• À faire:
A: Répondez brièvement à ces questions sur le récit d'hospitalisation.
(i) Quel âge a Martine ?
(ii) Selon l'interne, qu'a-t-elle dans le côlon ?
(iii) Que montrent les deux petites-filles sur les écrans ?
B: Prolongez le récit d'hospitalisation à partir de sa dernière phrase.

• Texte fourni:

Je n’en peux plus. Physiquement moralement, je suis à bout. Nous avons tous connu la vie d’hôpital, visiter un proche régulièrement, s’inquiéter, supporter ces odeurs, en priant pour que ça ne dure pas. Nous avons tous connu et nous savons combien c’est dur moralement, même si le plus à plaindre est le malade bien sûr.
J’admire Artémis. Elle est mon roc. Je me contente de m’asseoir et de regarder ma mère. Je n’ai plus la force de lui poser des questions, de lui parler. Artémis continue à lui poser des questions simples, à lui parler d’une voix forte : grand-mère tu es à l’hôpital mais tu dois te calmer pour guérir ! Respire lentement !
Elle qui est si peu bavarde d’habitude déploie des trésors d’imagination pour trouver des sujets. Ma fille et Jolinette, les plus fidèles au chevet de leur grand-mère, proches et complices, ont montré leur grand cœur. Nous nous moquons gentiment d’elles en disant : vous allez être infirmières, vous savez tout par cœur : elles nous montrent les écrans : la tension, le pouls.
Je suis découragée. Elle est rentrée mercredi 11 mars après l’opération, ça fait une semaine et demie de réanimation, alors qu’on observe la valse des autres chambres, où les malades restent moins d’une semaine.
À ce moment un interne vient nous voir. Il nous dit qu’ils ont remarqué son état, qu’elle s’était affaiblie. Elle devrait repasser au bloc, elle a du liquide dans le côlon. Artémis le bombarde de questions, moi j’ai les larmes aux yeux. Surtout quand il nous dit que c’est reparti pour le “tuyau” le respirateur et peut-être encore un coma artificiel…
Je lui demande tout de même pourquoi elle est en panique, pourquoi elle ne retrouve pas “sa tête”. Il explique vaguement que ce serait du à son infection, courant chez les personnes âgées.
Personne âgées ? Martine a 74 ans, et pas un seul cheveu blanc ! Et même si elle peut être totalement casse pieds, c’est une personne sensée, autonome, capable de comprendre qu’elle est à l’hôpital et qu’elle doit patienter !
Bon là je vous passe les détails, car il n’y a pas que le côlon. Autant de trucs pas vraiment graves mais qui s’accumulent, de mots savants, de solutions proposées.
Idem pour les questions incessantes que nous posons sur les résultats des examens. On ne sait pas, on a rien reçu, là c’est dimanche pas de résultats, moi je ne les ai pas, voyez l’autre équipe.
D’ailleurs depuis samedi mes sœurs m’ont bombardé de sms ” essaye de voir quelqu’un il faut dire ça et ça, c’est pas normal “.

• Données sources:
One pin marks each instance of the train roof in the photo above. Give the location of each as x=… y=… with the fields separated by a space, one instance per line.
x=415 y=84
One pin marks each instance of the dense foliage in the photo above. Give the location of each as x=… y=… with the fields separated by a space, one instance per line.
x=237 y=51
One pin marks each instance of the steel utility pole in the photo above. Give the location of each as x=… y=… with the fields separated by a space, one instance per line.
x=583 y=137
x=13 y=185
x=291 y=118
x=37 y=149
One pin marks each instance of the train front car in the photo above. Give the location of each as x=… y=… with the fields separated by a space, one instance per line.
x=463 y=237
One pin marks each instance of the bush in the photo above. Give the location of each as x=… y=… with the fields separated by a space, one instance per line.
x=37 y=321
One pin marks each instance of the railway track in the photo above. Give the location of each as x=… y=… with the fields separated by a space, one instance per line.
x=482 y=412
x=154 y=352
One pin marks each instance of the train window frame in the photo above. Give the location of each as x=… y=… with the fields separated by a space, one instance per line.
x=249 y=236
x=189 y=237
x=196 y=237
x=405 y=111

• Résultats:
A:
(i) 74 ans.
(ii) Du liquide.
(iii) La tension et le pouls.

B:
Comment ont elles encore l’énergie de râler ? Moi je n’en peux plus ! Limite je préfèrerai qu’on ne me dise plus rien !
Je voudrais juste une pilule magique, un remède et qu’on me rende ma mère ! Autant quand elle dormait je pensais : reviens-nous ! Autant maintenant j’ai envie de dire : rendez la moi ! Rendez la moi malade, fatiguée si vous voulez, mais avec sa tête !
C’est dur de ne plus pouvoir lui parler normalement.
Après ce dur entretien, nous n’avons même pas eu le temps de rester un peu au calme avec elle. Nous la préparons, vous devez sortir. J’ai demandé à quelle heure je pouvais appeler.
Je suis à peine capable de conduire quand je repars. J’ai envoyé un sms à ma fratrie en disant que j’allais tout expliquer par téléphone.
Pendant que je conduis, Artémis appelle gentiment Camomille, Servane et Athéna. Puis nous passons chez Cédric à Ville Natale.
Nous buvons un café avec Cédric, Mariane et Coralie, échangeant nos angoisses. Comme d’habitude mes sœurs et frères comptent sur moi pour appeler l’hôpital après l’opération vers 21 h. Je ne suis pas inquiète.
J’ai des intuitions très fortes et depuis le début je sais que Martine va s’en sortir. De même que jamais je n’ai craint qu’elle n’ait un gros problème sur la table d’opération. Même malade Martine est une normande. Aussi solide que sa mère Jeanne. Elle n’a pas de problèmes cardiaques ni de problèmes respiratoires.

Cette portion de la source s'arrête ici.